(Beginning of Excerpted text)
If you visited the blog yesterday you know this has been an intense week.  Frankly, I’ve downed a lot of Advil and done more than my fair share of stress eating, neither of which really fixed what ailed me.  Beer didn’t help either.  That’s what I get for trying to self-medicate.

Bee recently talked about what it’s like to live in redneckia and it made me laugh.  Then it made me cringe.  Then laugh again.  Because sometimes the world is so freaking distressing, so overwhelmingly frustrating and infuriating, that my only coping mechanism is to find humor in the macabre.  Which is certainly how I categorize the racist sh*t we’ve run into over the last three years or so.

Middle school being, well, middle school, there was fallout from my visit to the office on Wednesday.  One kid got pulled from class, then some others (or so I hear), and by the end of the day half the sixth grade had a rough idea of who had kickstarted this joyride.  Good times.

My first hint that something had gone awry was when T-man got in the car after school – he’d heard someone he knew was suspended and wanted to know how that kid got pulled into this mess.  (Umm…beats me.  Maybe you should ask Cam?)  He looked a little upended but nothing too drastic so I wasn’t overly concerned.

By the end of the evening, though, T-man had reached critical status.  Apparently there’d been uproar in a group chat where some kid (not the one we’d mentioned to the school) was super pissed because T-man had gotten him in trouble.  Gotta love the rumor mill, right?  At that point my kid lost it, asking why I always have to make a big deal out of things and tell the school.

We’ll just pause a moment for those of you who know me and are now rolling in the aisle.  I cannot count the number of times I’ve told T-man and Bear to suck it up, that everyone has to put up with less than ideal situations in life.  I even hit a point in elementary school when I worried I empathized too much with the teachers and wasn’t being enough of an advocate for my own kids.  Yet here T-man was, angrily demanding to know why I was such a helicopter parent.

It seemed that, despite our very lengthy discussion the night before, T-man still didn’t understand the gravity of the situation.  Which meant we had a long night ahead of us.

We’ll skip the ways I’m not that overprotective parent who complains when her precious snowflake stubs a toe.  How I save my firepower for the fights that matter, because if you’re in the office whining all the time then they just don’t pay attention when the important stuff comes along.  Let’s just get to the Big Time Talk.

The night before we’d discussed the KKK – their beliefs, the intimidation and brutalities they’re responsible for, the fact that they’re still around today – but it didn’t seem to stick.  Or maybe it was too surreal to grasp.  I often feel that way myself, and I’m an adult.  I shouldn’t be surprised that my 12-year-old is struggling.

I decided to take a different approach on Wednesday.  If I wanted T-man to understand why I’d gone to the school, I needed him to understand exactly what that boy was singing.  I’ll take klan song lyrics for 200, Alec.

Let’s see now, T-man…line one talks about a great old wizard man.  That’s a title for a real person, it’s what they call the person in charge of the KKK.  You see that again in the second line of the song, “born to lead the Klu Klux Klan.”  He’s singing about leading a group dedicated to the superiority of the white race, a group that would be thrilled if you and all the other brown people went back where they came from.  He’s singing about white power.
(End of Excerpted text)
(Beginning of Dataset entries)
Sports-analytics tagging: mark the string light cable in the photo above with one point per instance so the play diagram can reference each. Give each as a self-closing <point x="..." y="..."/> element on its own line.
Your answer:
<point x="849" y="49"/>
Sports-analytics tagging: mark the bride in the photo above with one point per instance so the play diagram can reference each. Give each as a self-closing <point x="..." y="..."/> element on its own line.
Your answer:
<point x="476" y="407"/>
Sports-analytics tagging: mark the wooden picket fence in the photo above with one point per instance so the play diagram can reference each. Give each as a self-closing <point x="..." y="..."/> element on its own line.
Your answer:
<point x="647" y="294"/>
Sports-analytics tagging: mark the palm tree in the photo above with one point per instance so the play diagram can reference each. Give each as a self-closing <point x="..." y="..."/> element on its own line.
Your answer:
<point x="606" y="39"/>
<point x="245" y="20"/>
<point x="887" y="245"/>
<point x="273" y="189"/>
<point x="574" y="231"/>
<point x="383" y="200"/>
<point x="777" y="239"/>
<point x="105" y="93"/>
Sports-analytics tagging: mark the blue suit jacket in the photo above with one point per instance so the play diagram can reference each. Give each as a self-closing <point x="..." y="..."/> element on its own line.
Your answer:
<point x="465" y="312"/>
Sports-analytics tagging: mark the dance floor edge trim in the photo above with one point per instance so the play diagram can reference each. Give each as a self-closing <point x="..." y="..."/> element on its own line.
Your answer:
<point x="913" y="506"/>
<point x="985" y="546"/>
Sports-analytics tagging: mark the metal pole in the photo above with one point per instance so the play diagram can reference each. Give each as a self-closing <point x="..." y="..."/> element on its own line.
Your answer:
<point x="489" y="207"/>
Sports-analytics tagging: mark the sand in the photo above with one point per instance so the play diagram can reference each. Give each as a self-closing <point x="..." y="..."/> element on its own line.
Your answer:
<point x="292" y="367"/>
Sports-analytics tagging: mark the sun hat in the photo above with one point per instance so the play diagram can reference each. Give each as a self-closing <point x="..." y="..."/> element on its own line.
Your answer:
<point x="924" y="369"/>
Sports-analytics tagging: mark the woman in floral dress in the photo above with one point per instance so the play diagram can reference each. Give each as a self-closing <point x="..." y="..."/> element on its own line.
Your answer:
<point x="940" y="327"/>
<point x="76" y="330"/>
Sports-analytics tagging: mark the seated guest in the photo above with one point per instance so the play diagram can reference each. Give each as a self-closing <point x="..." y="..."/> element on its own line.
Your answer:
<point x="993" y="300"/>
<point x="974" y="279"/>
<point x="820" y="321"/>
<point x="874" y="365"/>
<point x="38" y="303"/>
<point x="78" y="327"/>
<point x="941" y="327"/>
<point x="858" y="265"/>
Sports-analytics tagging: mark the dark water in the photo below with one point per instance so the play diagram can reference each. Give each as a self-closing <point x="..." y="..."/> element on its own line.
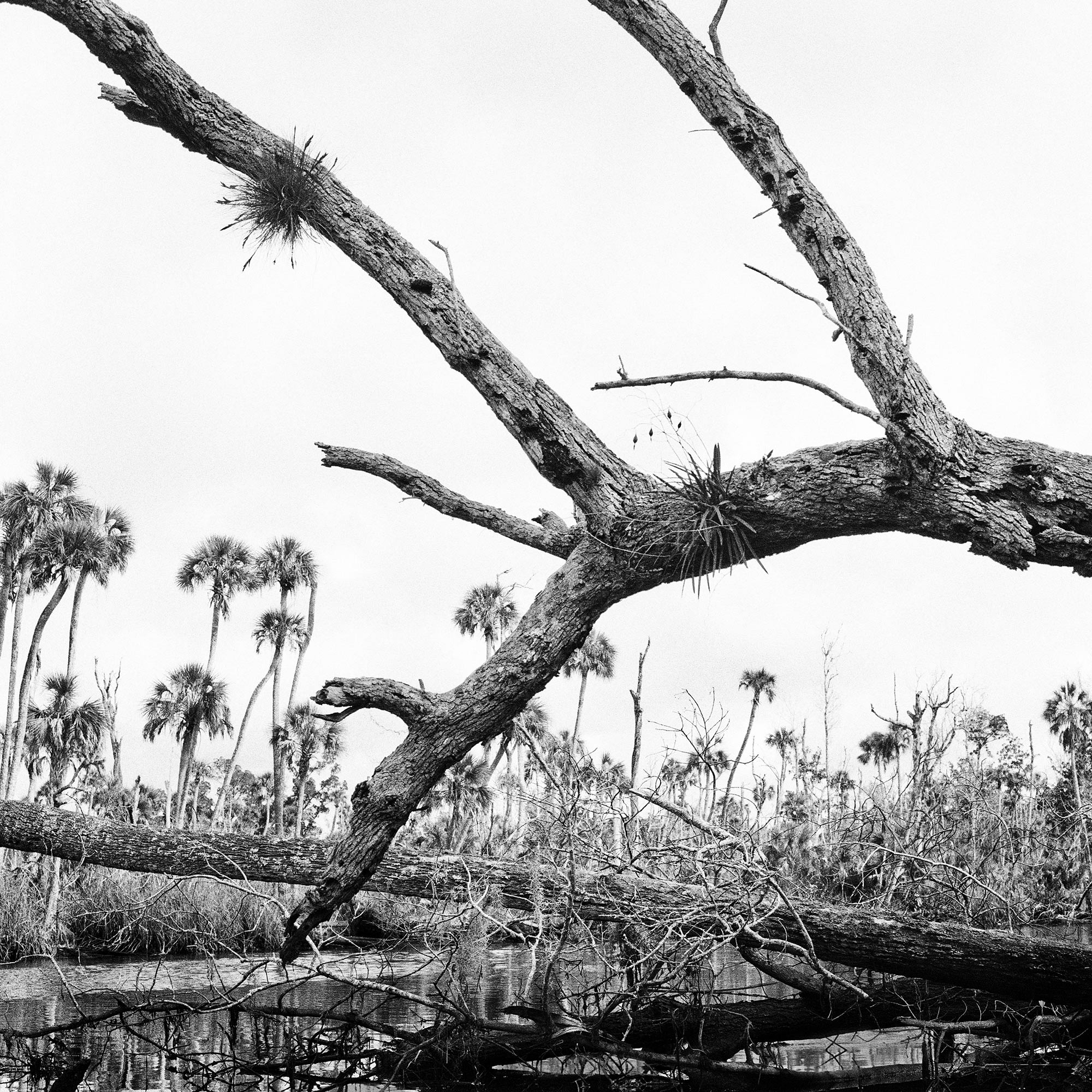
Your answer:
<point x="206" y="1050"/>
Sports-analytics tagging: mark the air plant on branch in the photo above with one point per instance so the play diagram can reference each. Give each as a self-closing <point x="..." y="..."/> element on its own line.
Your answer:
<point x="699" y="530"/>
<point x="276" y="204"/>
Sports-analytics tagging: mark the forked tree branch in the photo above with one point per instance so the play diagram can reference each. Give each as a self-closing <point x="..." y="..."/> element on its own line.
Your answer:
<point x="994" y="960"/>
<point x="896" y="383"/>
<point x="776" y="377"/>
<point x="1014" y="501"/>
<point x="161" y="93"/>
<point x="555" y="540"/>
<point x="409" y="704"/>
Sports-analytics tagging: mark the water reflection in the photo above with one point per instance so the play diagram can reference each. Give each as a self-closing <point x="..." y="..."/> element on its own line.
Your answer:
<point x="228" y="1050"/>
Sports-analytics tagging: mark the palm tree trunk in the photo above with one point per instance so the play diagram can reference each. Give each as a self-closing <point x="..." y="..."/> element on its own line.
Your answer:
<point x="239" y="744"/>
<point x="303" y="647"/>
<point x="17" y="627"/>
<point x="302" y="776"/>
<point x="5" y="596"/>
<point x="1081" y="806"/>
<point x="276" y="741"/>
<point x="278" y="750"/>
<point x="580" y="709"/>
<point x="77" y="597"/>
<point x="216" y="635"/>
<point x="743" y="746"/>
<point x="185" y="762"/>
<point x="25" y="691"/>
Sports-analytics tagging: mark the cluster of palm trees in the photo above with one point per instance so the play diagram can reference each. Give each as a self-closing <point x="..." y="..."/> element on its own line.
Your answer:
<point x="52" y="540"/>
<point x="193" y="702"/>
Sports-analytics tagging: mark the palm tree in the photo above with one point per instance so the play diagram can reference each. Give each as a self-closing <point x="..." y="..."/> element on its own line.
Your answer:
<point x="225" y="565"/>
<point x="532" y="723"/>
<point x="762" y="685"/>
<point x="63" y="737"/>
<point x="278" y="628"/>
<point x="288" y="565"/>
<point x="881" y="749"/>
<point x="1069" y="714"/>
<point x="61" y="551"/>
<point x="189" y="702"/>
<point x="466" y="790"/>
<point x="316" y="743"/>
<point x="784" y="741"/>
<point x="26" y="511"/>
<point x="596" y="657"/>
<point x="489" y="610"/>
<point x="305" y="642"/>
<point x="117" y="548"/>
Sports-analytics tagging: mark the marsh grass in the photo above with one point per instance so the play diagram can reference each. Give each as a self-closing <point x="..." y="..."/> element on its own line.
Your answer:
<point x="126" y="913"/>
<point x="22" y="916"/>
<point x="109" y="912"/>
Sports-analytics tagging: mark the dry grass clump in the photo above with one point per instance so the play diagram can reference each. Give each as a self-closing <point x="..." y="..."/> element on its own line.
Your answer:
<point x="126" y="913"/>
<point x="276" y="205"/>
<point x="22" y="916"/>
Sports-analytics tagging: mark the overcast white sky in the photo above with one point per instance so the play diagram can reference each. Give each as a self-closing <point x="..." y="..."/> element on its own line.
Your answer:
<point x="586" y="220"/>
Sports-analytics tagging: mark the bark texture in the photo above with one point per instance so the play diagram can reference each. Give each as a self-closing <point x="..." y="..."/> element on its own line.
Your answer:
<point x="995" y="962"/>
<point x="930" y="473"/>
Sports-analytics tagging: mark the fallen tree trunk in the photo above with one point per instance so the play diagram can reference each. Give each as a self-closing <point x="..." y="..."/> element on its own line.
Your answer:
<point x="998" y="963"/>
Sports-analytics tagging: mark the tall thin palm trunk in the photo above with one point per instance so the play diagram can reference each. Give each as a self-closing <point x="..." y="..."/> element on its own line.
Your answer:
<point x="1081" y="806"/>
<point x="17" y="628"/>
<point x="580" y="709"/>
<point x="278" y="744"/>
<point x="216" y="635"/>
<point x="29" y="670"/>
<point x="743" y="746"/>
<point x="185" y="764"/>
<point x="303" y="647"/>
<point x="75" y="622"/>
<point x="239" y="744"/>
<point x="302" y="775"/>
<point x="5" y="598"/>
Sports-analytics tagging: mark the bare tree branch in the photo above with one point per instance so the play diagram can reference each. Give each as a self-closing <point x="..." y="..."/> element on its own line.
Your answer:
<point x="408" y="703"/>
<point x="897" y="385"/>
<point x="161" y="93"/>
<point x="556" y="539"/>
<point x="777" y="377"/>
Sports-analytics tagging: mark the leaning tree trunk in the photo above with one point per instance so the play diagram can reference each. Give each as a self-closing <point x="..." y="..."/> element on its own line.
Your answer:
<point x="75" y="622"/>
<point x="928" y="473"/>
<point x="225" y="789"/>
<point x="25" y="691"/>
<point x="996" y="962"/>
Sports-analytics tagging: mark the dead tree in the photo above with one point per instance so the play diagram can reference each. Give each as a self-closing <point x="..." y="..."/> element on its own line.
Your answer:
<point x="927" y="472"/>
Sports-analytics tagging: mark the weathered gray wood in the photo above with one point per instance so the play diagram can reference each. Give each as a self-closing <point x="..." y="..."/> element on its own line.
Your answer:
<point x="992" y="960"/>
<point x="930" y="474"/>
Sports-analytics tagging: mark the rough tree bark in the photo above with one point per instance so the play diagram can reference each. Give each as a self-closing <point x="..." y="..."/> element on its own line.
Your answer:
<point x="929" y="474"/>
<point x="992" y="960"/>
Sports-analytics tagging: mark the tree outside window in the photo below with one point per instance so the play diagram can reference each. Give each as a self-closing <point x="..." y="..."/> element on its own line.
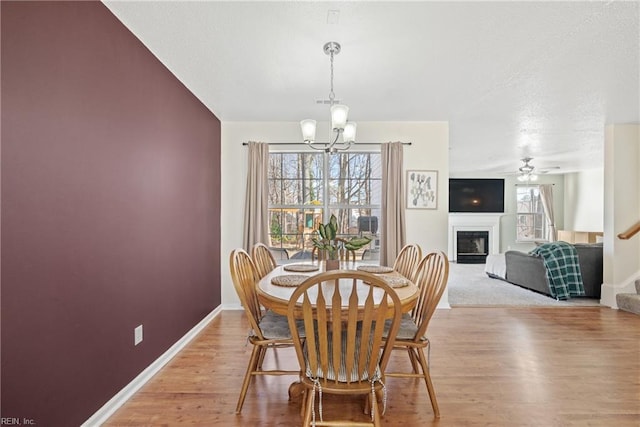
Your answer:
<point x="306" y="188"/>
<point x="530" y="222"/>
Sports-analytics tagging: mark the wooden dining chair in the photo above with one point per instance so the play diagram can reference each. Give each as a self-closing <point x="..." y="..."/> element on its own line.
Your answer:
<point x="432" y="275"/>
<point x="407" y="260"/>
<point x="263" y="259"/>
<point x="267" y="329"/>
<point x="343" y="351"/>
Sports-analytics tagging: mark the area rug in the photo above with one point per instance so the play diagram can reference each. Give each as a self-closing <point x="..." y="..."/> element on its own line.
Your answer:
<point x="470" y="286"/>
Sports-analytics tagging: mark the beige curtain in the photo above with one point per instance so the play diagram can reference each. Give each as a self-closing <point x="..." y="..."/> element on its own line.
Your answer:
<point x="393" y="220"/>
<point x="256" y="205"/>
<point x="546" y="195"/>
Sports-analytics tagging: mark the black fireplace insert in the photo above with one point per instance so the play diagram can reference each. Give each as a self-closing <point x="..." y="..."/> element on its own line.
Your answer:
<point x="472" y="247"/>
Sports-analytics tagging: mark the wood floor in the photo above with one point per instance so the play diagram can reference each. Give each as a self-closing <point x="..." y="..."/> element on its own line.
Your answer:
<point x="490" y="366"/>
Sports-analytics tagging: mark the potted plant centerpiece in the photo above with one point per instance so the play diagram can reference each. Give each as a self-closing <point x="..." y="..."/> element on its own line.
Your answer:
<point x="331" y="244"/>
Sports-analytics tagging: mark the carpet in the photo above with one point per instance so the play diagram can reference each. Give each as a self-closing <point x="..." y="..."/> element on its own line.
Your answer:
<point x="470" y="286"/>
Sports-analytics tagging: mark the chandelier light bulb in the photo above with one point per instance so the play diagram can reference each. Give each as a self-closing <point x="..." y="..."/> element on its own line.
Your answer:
<point x="339" y="115"/>
<point x="308" y="127"/>
<point x="349" y="133"/>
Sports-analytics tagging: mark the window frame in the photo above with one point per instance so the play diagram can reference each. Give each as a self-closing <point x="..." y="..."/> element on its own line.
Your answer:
<point x="323" y="210"/>
<point x="537" y="217"/>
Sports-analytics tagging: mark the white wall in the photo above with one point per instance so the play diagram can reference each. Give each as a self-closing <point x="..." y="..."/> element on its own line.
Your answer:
<point x="622" y="210"/>
<point x="429" y="151"/>
<point x="584" y="200"/>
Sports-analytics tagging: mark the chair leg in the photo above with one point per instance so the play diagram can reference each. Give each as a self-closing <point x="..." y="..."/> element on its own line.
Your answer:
<point x="263" y="352"/>
<point x="414" y="360"/>
<point x="427" y="379"/>
<point x="375" y="411"/>
<point x="308" y="407"/>
<point x="255" y="354"/>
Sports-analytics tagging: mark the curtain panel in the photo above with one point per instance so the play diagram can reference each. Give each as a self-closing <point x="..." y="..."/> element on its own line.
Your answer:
<point x="393" y="224"/>
<point x="256" y="206"/>
<point x="546" y="195"/>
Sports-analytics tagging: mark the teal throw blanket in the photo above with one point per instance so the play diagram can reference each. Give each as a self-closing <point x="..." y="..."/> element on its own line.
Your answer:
<point x="563" y="270"/>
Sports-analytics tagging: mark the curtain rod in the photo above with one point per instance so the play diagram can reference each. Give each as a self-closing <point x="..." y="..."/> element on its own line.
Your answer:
<point x="326" y="143"/>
(End of Dataset entries)
▶ [Tasks for this exercise]:
**A.** Name the things the blog post says the writer tried for self-medication that did not help.
**B.** Return the passage of the blog post that begins at the words "It seemed that, despite" and stops after "ahead of us.".
The items are not related to the blog post.

▶ [Task-by-task answers]:
**A.** Advil, stress eating, beer

**B.**
It seemed that, despite our very lengthy discussion the night before, T-man still didn’t understand the gravity of the situation.  Which meant we had a long night ahead of us.